_Provided passage_:

....

RE: Paging, filtering, and sorting from Denenberg, Ray on 2015-04-16 (public-annotation@w3.org from April 2015)

From: Denenberg, Ray <rden@loc.gov>
Date: Thu, 16 Apr 2015 08:40:40 -0400
To: Frederick Hirsch <w3c@fjhirsch.com>
CC: Web Annotation <public-annotation@w3.org>
Message-ID: <5483534C5FA8464B881ED2184D98C0F61446BA5754@LCXCLMB03.LCDS.LOC.GOV>
 From: Frederick Hirsch [mailto:w3c@fjhirsch.com]
> is there open source query language processing plugin/code etc?

Here's a place to start, http://www.loc.gov/standards/sru/resources/products.html 
(unfortunately it hasn't been updated lately.)

Ray





> 
> regards, Frederick
> 
> On Apr 15, 2015, at 5:39 PM, Denenberg, Ray <rden@loc.gov> wrote:
> 
> > Thanks, Frederick.     I likely oversimplified so let me elaborate/clarify a few
> points.
> >
> > The SRU search URL is composed of a base URL, followed by a question
> mark ('?) followed by a list of parameter name/value pairs separated by
> ampersands ('&') where the parameter name and value are separated by
> equal sign ('='). This is all as in the URI standard.

....

_Information provided_:
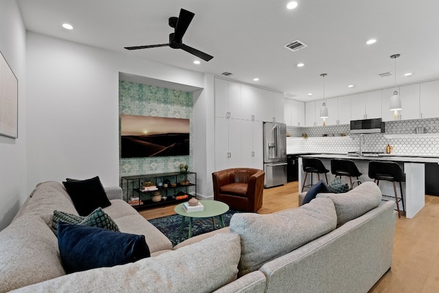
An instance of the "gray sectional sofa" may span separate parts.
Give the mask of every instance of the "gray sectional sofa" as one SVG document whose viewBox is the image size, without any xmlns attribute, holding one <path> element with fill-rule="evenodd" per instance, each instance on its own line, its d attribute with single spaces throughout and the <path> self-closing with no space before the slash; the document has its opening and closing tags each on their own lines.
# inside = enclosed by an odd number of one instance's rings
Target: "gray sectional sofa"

....

_Stated exercise_:
Please write the next part of the email on paging, filtering, and sorting, starting after its last sentence. The listing has no role here.

_Solved problem_:
> >
> > But the SRU parameter names are strictly defined in the SRU standard, you
> can't make them up as you go along, But what you DO get to do is make up
> your own index names.  That is, you can define a namespace of index names.
> For SRU/CQL we call such a namespace a "context set".
> >
> > So in my example where I say
> >
> > query=oa.motivation=reviewing
> >
> > 'oa' would refer to the oa context set  (and actually you could omit the
> prefix and declare oa to be the default, which if you do, causes other
> complications, but I won't go into that now).    The query string is defined to
> be a list of search clauses separated by Boolean operators (spaces on each
> side) where each search clause is an index and value, separated by a relator,
> the most common of which is '='.
> >
> > I concede there is a bit of awkwardness in the syntax where "=" is
> > used to mean different things, as in
> >
> > query=oa.motivation=reviewing
> >
> > but you can always quote the query string if it makes you more
> comfortable:
> >
> > query="oa.motivation=reviewing"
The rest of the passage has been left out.